— TRY IT —
Every line below must come back exactly as it stands, with the images omitted.

— SUPPLIED RECORDS —
• • • • • • •

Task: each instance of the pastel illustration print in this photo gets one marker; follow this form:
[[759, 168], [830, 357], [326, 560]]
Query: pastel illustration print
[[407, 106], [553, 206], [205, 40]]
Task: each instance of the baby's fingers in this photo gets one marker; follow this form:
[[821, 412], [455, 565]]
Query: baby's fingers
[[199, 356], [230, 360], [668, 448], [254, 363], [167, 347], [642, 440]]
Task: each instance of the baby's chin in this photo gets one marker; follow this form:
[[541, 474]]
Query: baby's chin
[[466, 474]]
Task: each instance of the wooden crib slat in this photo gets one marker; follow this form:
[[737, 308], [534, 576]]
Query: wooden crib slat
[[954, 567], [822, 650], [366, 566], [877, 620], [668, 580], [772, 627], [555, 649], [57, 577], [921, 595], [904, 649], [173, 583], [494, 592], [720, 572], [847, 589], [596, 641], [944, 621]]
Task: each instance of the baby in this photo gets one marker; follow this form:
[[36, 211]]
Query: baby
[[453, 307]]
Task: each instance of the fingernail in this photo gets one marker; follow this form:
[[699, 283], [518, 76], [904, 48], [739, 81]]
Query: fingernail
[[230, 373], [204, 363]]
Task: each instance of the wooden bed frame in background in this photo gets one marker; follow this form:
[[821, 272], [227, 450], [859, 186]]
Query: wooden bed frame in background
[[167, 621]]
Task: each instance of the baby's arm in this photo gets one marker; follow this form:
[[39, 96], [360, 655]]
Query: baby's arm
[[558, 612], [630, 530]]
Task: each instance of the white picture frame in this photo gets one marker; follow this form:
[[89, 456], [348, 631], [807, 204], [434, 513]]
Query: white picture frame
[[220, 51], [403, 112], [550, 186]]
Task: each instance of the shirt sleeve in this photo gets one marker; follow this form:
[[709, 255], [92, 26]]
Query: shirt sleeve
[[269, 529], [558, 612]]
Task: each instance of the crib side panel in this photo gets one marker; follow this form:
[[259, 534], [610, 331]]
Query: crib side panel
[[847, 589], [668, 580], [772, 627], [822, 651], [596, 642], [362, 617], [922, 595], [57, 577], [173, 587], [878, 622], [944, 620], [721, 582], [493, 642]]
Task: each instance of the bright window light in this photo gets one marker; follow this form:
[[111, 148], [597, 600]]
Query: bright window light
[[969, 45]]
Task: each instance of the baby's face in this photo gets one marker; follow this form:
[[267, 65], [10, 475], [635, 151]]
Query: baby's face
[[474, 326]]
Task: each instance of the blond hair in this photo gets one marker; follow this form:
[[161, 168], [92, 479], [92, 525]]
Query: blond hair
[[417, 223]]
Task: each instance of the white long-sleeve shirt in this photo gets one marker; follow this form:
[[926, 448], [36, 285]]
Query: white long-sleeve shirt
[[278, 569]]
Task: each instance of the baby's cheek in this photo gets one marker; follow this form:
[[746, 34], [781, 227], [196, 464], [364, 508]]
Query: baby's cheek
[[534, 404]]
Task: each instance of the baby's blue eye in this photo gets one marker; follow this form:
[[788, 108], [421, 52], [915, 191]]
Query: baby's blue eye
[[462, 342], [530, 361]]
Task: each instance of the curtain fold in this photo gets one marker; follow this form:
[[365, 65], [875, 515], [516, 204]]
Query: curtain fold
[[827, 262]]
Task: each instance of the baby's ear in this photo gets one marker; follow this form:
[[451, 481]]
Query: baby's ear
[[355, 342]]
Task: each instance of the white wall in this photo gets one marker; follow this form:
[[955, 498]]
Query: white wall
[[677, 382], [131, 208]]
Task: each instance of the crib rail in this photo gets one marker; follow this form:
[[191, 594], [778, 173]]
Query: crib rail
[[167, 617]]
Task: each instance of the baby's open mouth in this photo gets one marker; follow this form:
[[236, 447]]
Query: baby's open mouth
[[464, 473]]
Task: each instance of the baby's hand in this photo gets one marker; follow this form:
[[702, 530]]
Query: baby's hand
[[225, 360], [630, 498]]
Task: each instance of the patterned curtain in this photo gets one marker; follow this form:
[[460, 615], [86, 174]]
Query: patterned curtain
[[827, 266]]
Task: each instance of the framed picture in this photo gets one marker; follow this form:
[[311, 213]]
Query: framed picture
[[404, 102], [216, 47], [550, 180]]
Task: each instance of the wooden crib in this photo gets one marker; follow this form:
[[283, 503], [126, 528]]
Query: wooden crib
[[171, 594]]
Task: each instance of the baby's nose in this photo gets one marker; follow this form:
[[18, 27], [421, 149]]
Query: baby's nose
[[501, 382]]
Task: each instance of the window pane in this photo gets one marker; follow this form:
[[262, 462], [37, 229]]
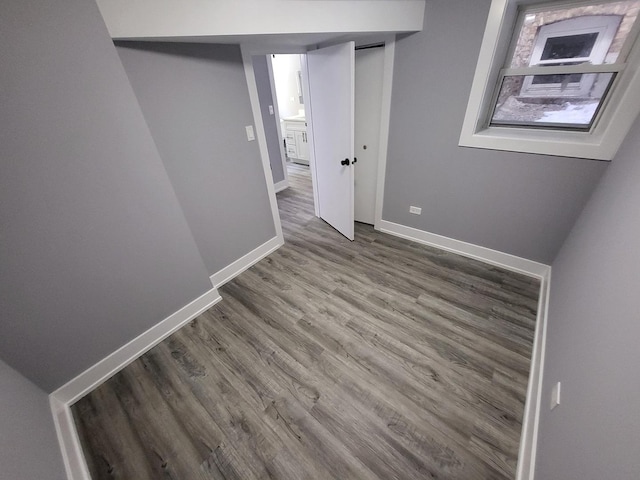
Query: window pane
[[569, 46], [592, 33], [561, 100]]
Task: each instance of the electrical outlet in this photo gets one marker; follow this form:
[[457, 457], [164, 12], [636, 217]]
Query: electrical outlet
[[555, 396], [250, 134]]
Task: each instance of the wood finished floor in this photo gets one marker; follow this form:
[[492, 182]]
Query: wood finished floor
[[330, 359]]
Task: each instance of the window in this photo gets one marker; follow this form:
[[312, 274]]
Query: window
[[563, 83]]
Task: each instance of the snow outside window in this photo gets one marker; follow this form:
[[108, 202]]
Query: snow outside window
[[559, 80]]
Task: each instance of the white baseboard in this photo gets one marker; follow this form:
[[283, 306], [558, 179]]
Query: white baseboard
[[236, 268], [529, 435], [65, 396], [487, 255], [281, 185], [70, 447]]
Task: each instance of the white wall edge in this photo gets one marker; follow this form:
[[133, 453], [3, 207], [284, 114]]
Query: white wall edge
[[236, 268], [261, 137], [278, 187], [525, 469], [65, 396], [385, 120], [487, 255]]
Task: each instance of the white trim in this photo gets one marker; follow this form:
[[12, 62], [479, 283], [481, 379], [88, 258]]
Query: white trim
[[75, 464], [261, 137], [88, 380], [276, 112], [308, 110], [283, 184], [529, 436], [385, 120], [236, 268], [487, 255], [525, 469], [65, 396]]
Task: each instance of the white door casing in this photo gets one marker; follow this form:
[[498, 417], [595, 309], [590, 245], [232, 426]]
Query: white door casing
[[331, 89]]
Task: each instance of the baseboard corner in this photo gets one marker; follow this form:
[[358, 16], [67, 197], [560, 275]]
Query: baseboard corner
[[231, 271]]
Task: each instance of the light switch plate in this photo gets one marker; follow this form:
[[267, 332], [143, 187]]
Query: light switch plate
[[250, 134]]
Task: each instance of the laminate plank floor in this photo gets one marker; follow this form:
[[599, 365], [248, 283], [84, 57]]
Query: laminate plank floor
[[330, 359]]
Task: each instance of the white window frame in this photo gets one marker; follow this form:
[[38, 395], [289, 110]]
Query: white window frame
[[601, 143], [604, 26]]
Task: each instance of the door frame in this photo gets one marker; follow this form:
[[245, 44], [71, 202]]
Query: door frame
[[248, 50], [284, 183]]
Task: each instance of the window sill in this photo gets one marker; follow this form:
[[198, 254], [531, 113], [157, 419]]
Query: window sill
[[543, 142], [601, 143]]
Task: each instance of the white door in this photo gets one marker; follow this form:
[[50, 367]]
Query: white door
[[331, 91], [368, 96]]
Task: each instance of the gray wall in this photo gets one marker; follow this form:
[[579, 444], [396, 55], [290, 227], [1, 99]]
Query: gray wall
[[594, 334], [28, 444], [263, 81], [515, 203], [196, 103], [94, 247]]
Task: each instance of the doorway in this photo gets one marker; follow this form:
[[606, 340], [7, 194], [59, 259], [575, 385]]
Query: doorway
[[371, 127]]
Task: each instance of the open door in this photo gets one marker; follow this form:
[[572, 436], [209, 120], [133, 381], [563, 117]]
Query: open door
[[332, 91]]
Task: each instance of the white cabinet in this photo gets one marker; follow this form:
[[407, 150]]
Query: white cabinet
[[296, 140]]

• • • • • • •

— ANSWER TO THE PROBLEM —
Task: each instance of the pastel illustration print in this photo gets one marker; follow this form:
[[759, 168], [830, 357], [326, 560]]
Query: pastel illustration print
[[407, 106], [553, 206], [205, 40]]
Task: each instance of the baby's fingers in this photo gets one marker; follow this form:
[[821, 412], [455, 565]]
Query: baby's fingers
[[199, 356], [230, 360], [668, 448], [254, 363], [167, 347], [642, 440]]
Task: each instance of the baby's chin in this photo gets one marker; follow this form:
[[541, 474]]
Query: baby's chin
[[466, 474]]
Task: each instance of the wooden crib slat in this photo gets one marker; follow this form:
[[737, 308], [534, 576]]
Query: wooden crib slat
[[954, 567], [822, 650], [366, 566], [877, 620], [668, 580], [772, 627], [555, 649], [57, 577], [921, 595], [904, 649], [173, 583], [494, 592], [720, 572], [847, 589], [596, 641], [944, 621]]
Task: each instance of the baby in this photo gets one marker; follow this form:
[[36, 211]]
Query: baby
[[453, 307]]
Task: each instance of the fingernail in this photo gets one marker; follow this form:
[[699, 283], [518, 76], [904, 48], [739, 81]]
Query: fingernail
[[230, 373], [204, 363]]
Task: each instance of the wooden bed frame in background in this photo gets one marker; follow this form:
[[821, 272], [227, 450], [859, 186]]
Query: wooden bed frame in background
[[167, 621]]
Task: each instance of the baby's arm in this photo gets one marker; follow this form:
[[39, 96], [360, 655]]
Query: baby's arm
[[558, 612], [630, 530]]
Task: each instance of the white picture frame in this photo gets one marker; follow this form:
[[89, 456], [348, 631], [807, 204], [434, 513]]
Query: white picture frame
[[220, 51], [403, 112], [550, 186]]
Task: each instance of the shirt sleeve in this photo gets one marker; follow this form:
[[709, 255], [92, 26]]
Query: shirt sleeve
[[269, 529], [558, 612]]
Task: each instance of the crib side panel in this photo gets one marker; follow this form:
[[259, 534], [610, 331]]
Query: crib side panel
[[847, 589], [668, 580], [772, 627], [822, 651], [596, 642], [362, 617], [922, 595], [57, 577], [173, 587], [878, 622], [944, 620], [721, 582], [493, 642]]
Task: each instance of the bright window light in this photo gets one marker; follow this form:
[[111, 148], [597, 600]]
Query: bright window light
[[969, 45]]
Task: each instance of the baby's face in this photo gets one marker; follow this form:
[[267, 65], [10, 475], [635, 151]]
Query: baby's face
[[474, 326]]
Task: each instance of the blond hair in this photo gets one marker; follow this form:
[[161, 168], [92, 479], [92, 525]]
Query: blond hair
[[417, 223]]
Task: each instance of the white long-sleeve shirt in this photo gets one marker; follow this form:
[[926, 448], [36, 285]]
Query: white long-sleeve shirt
[[278, 569]]
Task: each instance of the baby's cheek in this photo gets one marker; follow this form:
[[746, 34], [781, 227], [196, 464], [364, 508]]
Query: baby's cheek
[[534, 404]]
Task: each instance of the baby's blue eye in this photo gets one marker; follow this form:
[[788, 108], [421, 52], [915, 191]]
Query: baby's blue eye
[[462, 342], [530, 361]]
Task: each instance of the curtain fold in this photo gets one marker; follow this form:
[[365, 65], [875, 515], [516, 204]]
Query: curtain fold
[[827, 262]]
Task: each instance of the baby's ear in this photo gets one marker; follow this form:
[[451, 481]]
Query: baby's ear
[[355, 342]]
Task: each instance of the white wall in this photo gets one marker; follow this form:
[[955, 498]]
Query: white wall
[[677, 382], [131, 208]]
Task: each instance of the crib rail in this photo gets one marker; follow this form:
[[191, 594], [778, 173]]
Query: crib rail
[[167, 617]]
Task: each instance of the baby's open mouth in this photo gets one marker; follow this form:
[[236, 447]]
Query: baby's open mouth
[[464, 473]]
Task: each instance of the baby's hand in this photo gets one marker; follow this form:
[[702, 530]]
Query: baby's hand
[[225, 360], [630, 498]]
Task: each instance of the patterned curtain in this photo gets one marker; follow this form:
[[460, 615], [86, 174]]
Query: patterned curtain
[[827, 266]]
Task: each instance of the framed picture in this photo gets one marker; follow this form:
[[311, 213]]
Query: framed picture
[[404, 102], [216, 47], [550, 180]]
Task: each instance of the wooden crib in this photo gets one marker; follow this form:
[[283, 503], [126, 528]]
Query: wooden crib
[[171, 594]]
Task: each instance of the baby's nose in this photo gets one marker; follow this form:
[[18, 27], [421, 149]]
Query: baby's nose
[[501, 382]]
Task: each instance of the window pane in this photo gets one marker; follow this form:
[[262, 462], [37, 229]]
Query: window pane
[[569, 46], [592, 33], [561, 100]]
Task: each instance of the electrical outlet in this photo gets one marker; follow this form:
[[457, 457], [164, 12], [636, 217]]
Query: electrical outlet
[[555, 396], [250, 134]]
Task: each instance of the wood finished floor in this photo gets one marker; follow this form:
[[492, 182]]
Query: wood finished floor
[[330, 359]]
Task: each instance of the window in this photo gets one marker; follow this form:
[[312, 274]]
Query: window
[[563, 83]]
Task: each instance of the snow outside window in this photo gets one marker; follow this form:
[[108, 202]]
Query: snow outside window
[[559, 80]]
Task: each instance of the white baseboard in this photo gets one marker; follow this form:
[[283, 306], [558, 179]]
Query: white baseboard
[[236, 268], [529, 435], [65, 396], [487, 255], [281, 185], [70, 447]]
Task: each instance of the white wall edge in this photo gets one marker; follow this form:
[[133, 453], [3, 207], [284, 114]]
Query: white wall edge
[[236, 268], [261, 137], [278, 187], [525, 469], [65, 396], [385, 120], [487, 255]]
Task: each instance of the white trim in this photo gets one marker; follow this form:
[[12, 62], [479, 283], [481, 379], [88, 258]]
Query: white trim
[[75, 464], [261, 137], [88, 380], [276, 112], [308, 110], [283, 184], [529, 436], [385, 120], [236, 268], [487, 255], [525, 469], [65, 396]]
Task: each instance of the white door casing in this photo gets one marker; follow this form:
[[498, 417], [595, 309], [590, 245], [232, 426]]
Query: white door casing
[[331, 89]]
Task: each instance of the baseboard corner in this photo gets one marker; follow this form:
[[358, 16], [67, 197], [560, 275]]
Query: baseboard corner
[[231, 271]]
Task: each instance of the light switch plate in this photo gets one marker; follow this form:
[[267, 332], [143, 187]]
Query: light switch plate
[[250, 134]]
Task: each instance of the laminate plank floor in this photo gets one marker; follow this form:
[[599, 365], [248, 283], [84, 57]]
Query: laminate plank floor
[[330, 359]]
Task: each instance of the white window frame in this photo gets one marker; follow this form:
[[38, 395], [289, 110]]
Query: white window frame
[[601, 143], [604, 26]]
Task: each instance of the door frame in this photo gets one marker; follow this form:
[[245, 44], [71, 202]]
Query: door frame
[[248, 50], [284, 183]]
Task: each instance of the window sill in this photo gets one marker; follow this form:
[[198, 254], [531, 113], [157, 419]]
Query: window sill
[[543, 142], [601, 143]]
Task: each instance of the white door in this photo gets one marker; follow this form:
[[50, 367]]
Query: white door
[[331, 91], [368, 96]]
Task: each instance of the gray wall in this photo gets one marker; follow this form:
[[579, 444], [396, 55], [290, 227], [1, 99]]
Query: gray wall
[[594, 334], [28, 444], [263, 81], [515, 203], [196, 103], [94, 247]]
Task: each instance of the doorway in this photo gets one marker; follow this form:
[[606, 340], [7, 194], [59, 259], [575, 385]]
Query: doorway
[[371, 127]]
Task: each instance of the open door in this photo gets one marker; follow this form:
[[572, 436], [209, 120], [133, 381], [563, 117]]
Query: open door
[[332, 91]]
Task: each instance of the white cabinet in this photo gets one marker; follow this form:
[[407, 150]]
Query: white cabinet
[[296, 140]]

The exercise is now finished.